DATA EXCERPTS: Begin

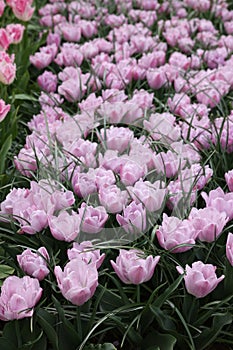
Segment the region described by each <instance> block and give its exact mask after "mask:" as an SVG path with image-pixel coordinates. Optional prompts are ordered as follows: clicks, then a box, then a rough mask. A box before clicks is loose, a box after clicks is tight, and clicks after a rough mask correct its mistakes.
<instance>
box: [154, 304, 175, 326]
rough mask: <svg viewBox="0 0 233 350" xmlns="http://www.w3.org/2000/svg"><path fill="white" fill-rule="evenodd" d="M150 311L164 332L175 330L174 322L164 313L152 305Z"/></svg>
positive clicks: (174, 322) (158, 308)
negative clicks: (154, 316)
mask: <svg viewBox="0 0 233 350" xmlns="http://www.w3.org/2000/svg"><path fill="white" fill-rule="evenodd" d="M150 309H151V311H152V312H153V314H154V316H155V319H156V321H157V322H158V324H159V325H160V327H161V328H162V329H163V330H164V331H170V330H176V324H175V322H174V321H173V320H172V318H171V316H169V315H168V314H167V312H166V311H164V310H161V309H160V308H158V307H156V306H152V305H151V306H150Z"/></svg>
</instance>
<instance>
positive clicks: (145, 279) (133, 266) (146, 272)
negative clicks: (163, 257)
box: [111, 249, 160, 284]
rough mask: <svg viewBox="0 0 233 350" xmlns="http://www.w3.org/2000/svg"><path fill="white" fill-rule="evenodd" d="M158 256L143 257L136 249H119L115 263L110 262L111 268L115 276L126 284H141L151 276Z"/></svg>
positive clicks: (152, 273)
mask: <svg viewBox="0 0 233 350" xmlns="http://www.w3.org/2000/svg"><path fill="white" fill-rule="evenodd" d="M159 259H160V256H155V257H153V256H152V255H149V256H147V257H145V256H144V254H143V252H142V251H140V250H137V249H131V250H129V251H128V250H125V249H120V253H119V255H118V257H117V258H116V262H114V261H113V260H111V264H112V267H113V269H114V271H115V272H116V274H117V276H118V277H119V278H120V279H121V281H122V282H123V283H126V284H141V283H144V282H147V281H149V280H150V279H151V278H152V276H153V274H154V270H155V267H156V265H157V264H158V262H159Z"/></svg>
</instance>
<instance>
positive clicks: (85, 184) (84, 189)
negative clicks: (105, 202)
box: [71, 168, 97, 198]
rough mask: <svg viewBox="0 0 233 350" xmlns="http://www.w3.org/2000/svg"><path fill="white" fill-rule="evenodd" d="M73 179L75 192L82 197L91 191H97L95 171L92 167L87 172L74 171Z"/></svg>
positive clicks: (80, 196) (79, 195)
mask: <svg viewBox="0 0 233 350" xmlns="http://www.w3.org/2000/svg"><path fill="white" fill-rule="evenodd" d="M71 181H72V186H73V189H74V192H75V193H76V194H77V195H78V196H79V197H80V198H85V197H87V196H88V195H90V194H91V193H95V192H97V187H96V183H95V172H94V169H92V168H90V169H89V170H88V172H87V173H80V172H79V171H74V172H73V175H72V180H71Z"/></svg>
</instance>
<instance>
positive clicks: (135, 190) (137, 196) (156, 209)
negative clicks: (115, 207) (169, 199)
mask: <svg viewBox="0 0 233 350" xmlns="http://www.w3.org/2000/svg"><path fill="white" fill-rule="evenodd" d="M127 189H128V191H129V193H130V195H131V197H132V198H133V200H134V201H135V203H137V204H138V203H142V204H143V205H144V206H145V207H146V209H147V210H148V211H150V212H155V211H157V210H160V209H161V207H162V205H163V202H164V198H165V194H166V190H165V189H162V188H160V181H157V182H155V183H154V184H152V183H151V182H150V181H142V180H139V181H137V182H136V183H135V184H134V186H133V187H131V186H130V187H128V188H127Z"/></svg>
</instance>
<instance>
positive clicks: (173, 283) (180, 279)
mask: <svg viewBox="0 0 233 350" xmlns="http://www.w3.org/2000/svg"><path fill="white" fill-rule="evenodd" d="M182 280H183V275H181V276H179V277H178V278H177V279H176V280H175V281H174V282H173V283H172V284H171V285H170V286H169V287H168V288H166V289H165V291H164V292H163V293H162V294H161V295H160V296H159V297H158V298H157V299H156V300H155V302H154V303H153V304H152V305H153V306H154V307H161V306H162V305H163V304H164V303H165V301H166V300H168V299H169V297H170V295H171V294H172V293H173V292H174V291H175V290H176V289H177V287H178V286H179V284H180V283H181V281H182Z"/></svg>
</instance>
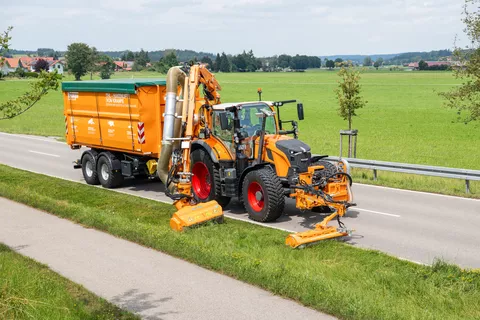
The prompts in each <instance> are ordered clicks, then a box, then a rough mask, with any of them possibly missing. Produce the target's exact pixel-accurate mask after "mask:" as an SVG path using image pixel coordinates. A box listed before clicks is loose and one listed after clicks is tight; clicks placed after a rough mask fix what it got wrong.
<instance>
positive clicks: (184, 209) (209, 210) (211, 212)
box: [170, 199, 223, 231]
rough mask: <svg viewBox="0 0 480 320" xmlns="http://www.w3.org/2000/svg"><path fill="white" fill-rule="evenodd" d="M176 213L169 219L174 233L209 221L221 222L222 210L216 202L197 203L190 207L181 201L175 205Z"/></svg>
mask: <svg viewBox="0 0 480 320" xmlns="http://www.w3.org/2000/svg"><path fill="white" fill-rule="evenodd" d="M175 206H176V207H177V209H179V210H178V211H177V212H175V213H174V214H173V216H172V218H171V219H170V227H171V228H172V229H173V230H175V231H182V230H183V228H185V227H191V226H195V225H199V224H202V223H205V222H207V221H210V220H214V219H215V220H217V221H223V210H222V207H221V206H220V205H219V204H218V203H217V201H215V200H212V201H209V202H204V203H198V204H196V205H191V204H190V203H189V202H188V200H185V199H182V200H178V201H176V203H175Z"/></svg>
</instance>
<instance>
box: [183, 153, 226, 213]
mask: <svg viewBox="0 0 480 320" xmlns="http://www.w3.org/2000/svg"><path fill="white" fill-rule="evenodd" d="M190 158H191V162H192V173H193V176H192V193H193V196H194V198H195V199H196V200H197V201H199V202H207V201H211V200H216V201H217V202H218V204H219V205H221V206H222V207H226V206H227V205H228V203H229V202H230V198H229V197H225V196H222V195H221V189H220V188H221V185H220V173H219V172H218V169H217V168H216V167H215V164H214V163H213V161H212V159H211V158H210V156H209V155H208V153H206V152H205V150H202V149H197V150H195V151H193V152H192V154H191V156H190Z"/></svg>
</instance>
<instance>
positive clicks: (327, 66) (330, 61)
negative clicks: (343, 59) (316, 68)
mask: <svg viewBox="0 0 480 320" xmlns="http://www.w3.org/2000/svg"><path fill="white" fill-rule="evenodd" d="M325 67H327V68H328V69H333V68H335V62H334V61H333V60H327V62H325Z"/></svg>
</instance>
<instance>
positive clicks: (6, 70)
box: [0, 58, 19, 75]
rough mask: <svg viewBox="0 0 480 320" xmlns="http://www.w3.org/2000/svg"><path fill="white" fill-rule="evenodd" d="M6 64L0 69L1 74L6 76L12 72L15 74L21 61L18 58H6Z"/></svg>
mask: <svg viewBox="0 0 480 320" xmlns="http://www.w3.org/2000/svg"><path fill="white" fill-rule="evenodd" d="M4 59H5V60H4V63H3V66H2V68H1V69H0V72H1V73H3V74H4V75H7V74H9V73H11V72H15V70H17V68H18V66H19V65H18V64H19V61H18V59H17V58H4Z"/></svg>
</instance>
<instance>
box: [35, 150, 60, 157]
mask: <svg viewBox="0 0 480 320" xmlns="http://www.w3.org/2000/svg"><path fill="white" fill-rule="evenodd" d="M28 152H31V153H37V154H41V155H44V156H49V157H55V158H60V156H59V155H56V154H51V153H45V152H40V151H34V150H28Z"/></svg>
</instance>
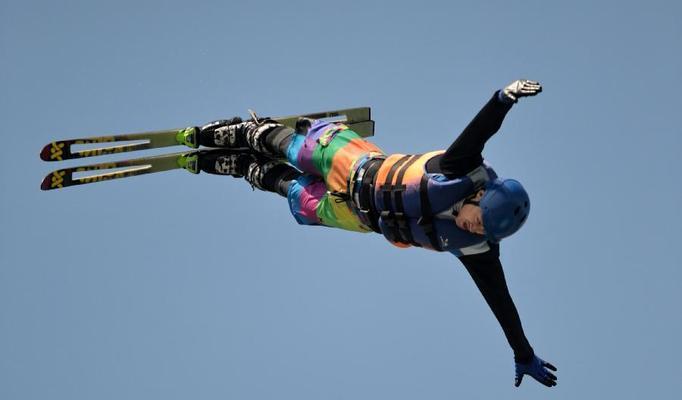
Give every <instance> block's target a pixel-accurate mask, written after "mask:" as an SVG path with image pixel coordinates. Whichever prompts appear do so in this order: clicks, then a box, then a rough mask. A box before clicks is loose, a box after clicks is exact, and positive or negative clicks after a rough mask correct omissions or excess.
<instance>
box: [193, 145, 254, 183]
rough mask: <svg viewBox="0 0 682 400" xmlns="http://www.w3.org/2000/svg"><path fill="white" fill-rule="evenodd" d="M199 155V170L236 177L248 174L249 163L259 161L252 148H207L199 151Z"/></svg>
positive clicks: (251, 163)
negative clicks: (227, 148)
mask: <svg viewBox="0 0 682 400" xmlns="http://www.w3.org/2000/svg"><path fill="white" fill-rule="evenodd" d="M198 157H199V159H198V168H199V170H201V171H204V172H206V173H209V174H215V175H230V176H233V177H236V178H239V177H242V176H244V175H246V172H247V171H248V169H249V165H250V164H252V163H254V162H256V161H257V157H256V155H255V154H253V152H251V151H250V150H234V149H220V150H218V149H216V150H206V151H202V152H199V155H198Z"/></svg>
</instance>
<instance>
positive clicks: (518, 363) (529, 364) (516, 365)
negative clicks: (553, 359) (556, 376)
mask: <svg viewBox="0 0 682 400" xmlns="http://www.w3.org/2000/svg"><path fill="white" fill-rule="evenodd" d="M550 369H551V370H552V371H556V367H555V366H554V365H552V364H550V363H548V362H546V361H543V360H542V359H541V358H540V357H538V356H535V355H534V356H533V359H532V360H530V362H528V363H527V364H521V363H518V362H517V363H516V380H515V381H514V386H516V387H519V385H521V380H522V379H523V376H524V375H530V376H532V377H533V378H535V380H536V381H538V382H540V383H542V384H543V385H545V386H547V387H552V386H556V376H555V375H554V374H553V373H551V372H549V370H550Z"/></svg>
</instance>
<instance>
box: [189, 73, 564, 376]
mask: <svg viewBox="0 0 682 400" xmlns="http://www.w3.org/2000/svg"><path fill="white" fill-rule="evenodd" d="M541 91H542V87H541V85H540V84H539V83H538V82H535V81H529V80H517V81H514V82H513V83H511V84H510V85H508V86H507V87H505V88H504V89H502V90H498V91H496V92H495V94H494V95H493V97H492V98H491V99H490V100H489V101H488V102H487V103H486V104H485V106H484V107H483V108H482V109H481V111H480V112H479V113H478V114H477V115H476V117H475V118H474V119H473V120H472V121H471V122H470V123H469V125H468V126H467V127H466V128H465V129H464V131H462V133H461V134H460V135H459V137H458V138H457V139H456V140H455V142H454V143H452V145H451V146H450V147H449V148H448V149H447V150H445V151H434V152H429V153H426V154H420V155H404V154H393V155H385V154H384V153H383V152H382V151H381V150H380V149H379V148H378V147H376V146H375V145H374V144H372V143H370V142H368V141H366V140H364V139H363V138H361V137H360V136H359V135H358V134H356V133H355V132H353V131H351V130H350V129H348V127H346V126H345V125H343V124H339V123H330V122H324V121H311V120H308V119H301V120H299V122H298V123H297V125H296V129H292V128H288V127H285V126H284V125H281V124H279V123H276V122H274V121H272V120H263V121H253V120H249V121H242V120H241V119H239V118H238V117H235V118H233V119H232V120H227V121H225V120H223V121H216V122H214V123H210V124H207V125H205V126H203V127H201V128H199V129H196V130H188V131H187V133H186V137H185V138H184V139H183V141H184V144H186V145H188V146H192V147H198V146H199V145H203V146H208V147H221V148H225V149H226V150H225V152H221V153H218V154H216V153H210V154H201V153H200V154H198V155H196V156H195V157H198V159H197V160H195V162H197V163H198V165H199V169H200V170H202V171H205V172H208V173H213V174H220V175H231V176H234V177H244V178H245V179H246V180H247V181H248V182H249V183H250V184H251V185H252V186H253V187H255V188H258V189H261V190H264V191H270V192H274V193H278V194H280V195H282V196H284V197H286V198H287V199H288V202H289V207H290V210H291V213H292V214H293V216H294V218H295V219H296V221H297V222H298V223H299V224H303V225H324V226H330V227H337V228H342V229H346V230H352V231H358V232H371V231H375V232H377V233H381V234H383V235H384V236H385V237H386V238H387V239H388V240H389V241H390V242H391V243H393V244H395V245H397V246H400V247H409V246H419V247H424V248H427V249H432V250H436V251H448V252H450V253H453V254H454V255H455V256H457V257H458V258H459V260H460V261H461V262H462V264H464V266H465V267H466V269H467V271H468V272H469V274H470V275H471V277H472V278H473V280H474V282H475V284H476V285H477V287H478V289H479V290H480V292H481V293H482V295H483V297H484V298H485V300H486V302H487V303H488V305H489V306H490V308H491V309H492V311H493V313H494V315H495V317H496V318H497V320H498V321H499V323H500V325H501V326H502V329H503V331H504V334H505V336H506V338H507V341H508V342H509V344H510V346H511V348H512V350H513V352H514V361H515V372H516V375H515V386H517V387H518V386H519V385H520V384H521V381H522V379H523V376H524V375H526V374H527V375H530V376H532V377H533V378H535V379H536V380H537V381H539V382H541V383H542V384H544V385H546V386H549V387H551V386H554V385H556V379H557V378H556V376H555V375H554V374H552V372H550V370H552V371H556V368H555V367H554V366H552V365H551V364H550V363H548V362H545V361H543V360H542V359H540V358H539V357H538V356H537V355H536V354H535V352H534V351H533V348H532V347H531V346H530V344H529V342H528V340H527V339H526V336H525V334H524V332H523V328H522V326H521V321H520V318H519V315H518V312H517V310H516V307H515V306H514V302H513V300H512V298H511V296H510V294H509V291H508V288H507V285H506V282H505V278H504V273H503V270H502V264H501V263H500V259H499V242H500V240H501V239H503V238H505V237H508V236H510V235H512V234H513V233H515V232H516V231H517V230H518V229H519V228H520V227H521V226H522V225H523V224H524V222H525V221H526V218H527V216H528V212H529V210H530V200H529V198H528V194H527V193H526V191H525V190H524V188H523V186H522V185H521V184H520V183H519V182H518V181H515V180H513V179H500V178H498V177H497V174H496V173H495V171H494V170H493V169H492V168H491V166H490V165H488V164H487V163H486V162H485V161H484V160H483V157H482V155H481V152H482V150H483V147H484V145H485V143H486V141H487V140H488V139H489V138H490V137H491V136H492V135H493V134H495V133H496V132H497V131H498V130H499V128H500V126H501V124H502V121H503V119H504V117H505V115H506V114H507V112H508V111H509V110H510V109H511V107H512V105H513V104H514V103H516V102H517V101H518V99H519V98H520V97H525V96H534V95H536V94H538V93H540V92H541ZM244 147H248V148H249V149H250V151H248V152H245V151H235V150H230V149H237V148H244ZM287 161H288V163H287Z"/></svg>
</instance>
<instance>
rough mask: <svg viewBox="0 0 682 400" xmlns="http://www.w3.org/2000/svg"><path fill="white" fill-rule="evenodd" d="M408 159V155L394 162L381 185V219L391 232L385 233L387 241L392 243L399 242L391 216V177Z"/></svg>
mask: <svg viewBox="0 0 682 400" xmlns="http://www.w3.org/2000/svg"><path fill="white" fill-rule="evenodd" d="M410 157H412V156H410V155H406V156H403V157H402V158H400V159H399V160H398V161H396V162H395V164H393V165H391V169H390V170H389V171H388V174H387V175H386V180H385V181H384V184H383V185H381V188H380V189H381V192H382V195H383V200H384V210H383V211H382V212H381V219H382V220H383V221H384V223H386V225H388V227H389V228H391V232H385V233H386V234H388V235H387V237H388V238H389V240H391V241H393V242H399V241H400V240H399V238H398V237H396V236H395V229H394V228H395V220H394V215H393V204H392V200H393V196H391V192H392V190H393V184H392V182H393V175H395V173H396V171H397V170H398V168H400V167H401V166H402V165H403V164H404V163H405V162H406V161H407V160H408V159H409V158H410Z"/></svg>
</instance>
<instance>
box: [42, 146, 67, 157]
mask: <svg viewBox="0 0 682 400" xmlns="http://www.w3.org/2000/svg"><path fill="white" fill-rule="evenodd" d="M65 146H66V144H65V143H64V142H52V143H49V144H46V145H45V147H43V149H42V150H41V151H40V159H41V160H43V161H62V159H63V158H62V156H63V155H64V147H65Z"/></svg>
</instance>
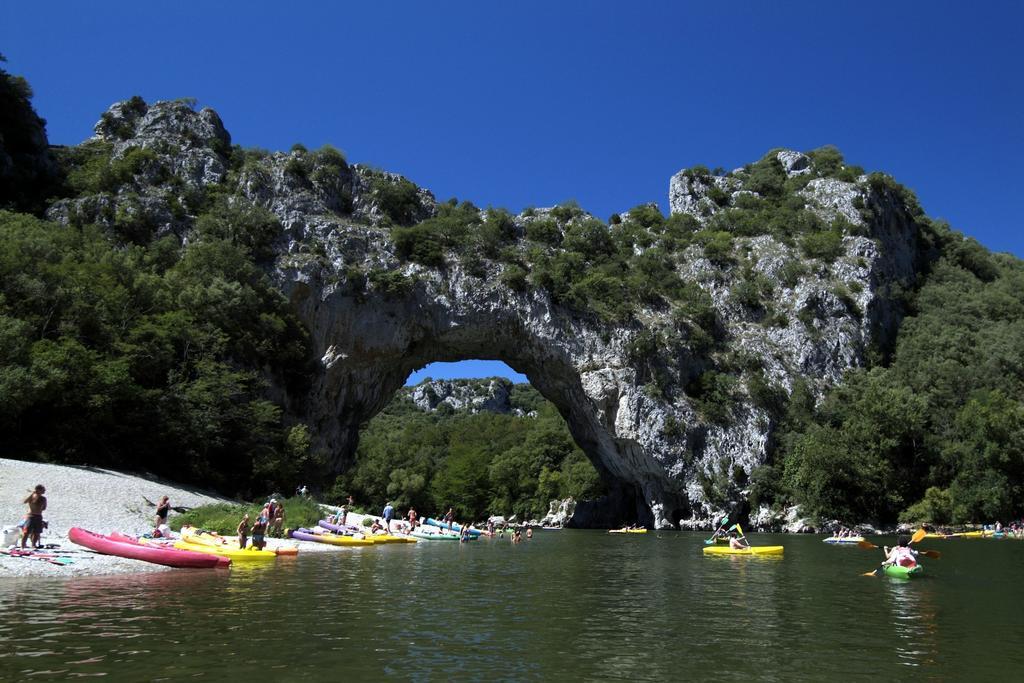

DATA EXCERPTS: End

■ WORK INSTRUCTION ■
Could you filter the entries above for lines holding the string "before" and copy them?

■ EXERCISE OUTPUT ■
Segment the region described by each <instance> block and give its exact mask after "mask:" as an SVG path with image-pixel coordinates. Optional prompts are ordered as follows: clicks, then a box, then a rough mask. A box before clicks is loose, a box after clicks is tight, and clicks after a rough mask correct its mistakes.
The prompts in each <instance> are ordered clicks, then a box, then a rough mask, with any of them possibly missing. Produce the target's exact pixel-accurate mask after "mask:" as an SVG path using image pixel coordinates. A box listed before clicks is loose and one listed after clicks is tight; clicks placed after a rough mask fix what it got wrong.
Give every <instance> block's target a pixel-accurate mask, written after "mask:" as an SVG path with image pixel coordinates. Whichever prompts appear do so in this order: clicks, then a box, then a rough mask. A box before clicks is loose, a box after clicks is exact, and positive or negative clicks after a rough mask correct omissions or excess.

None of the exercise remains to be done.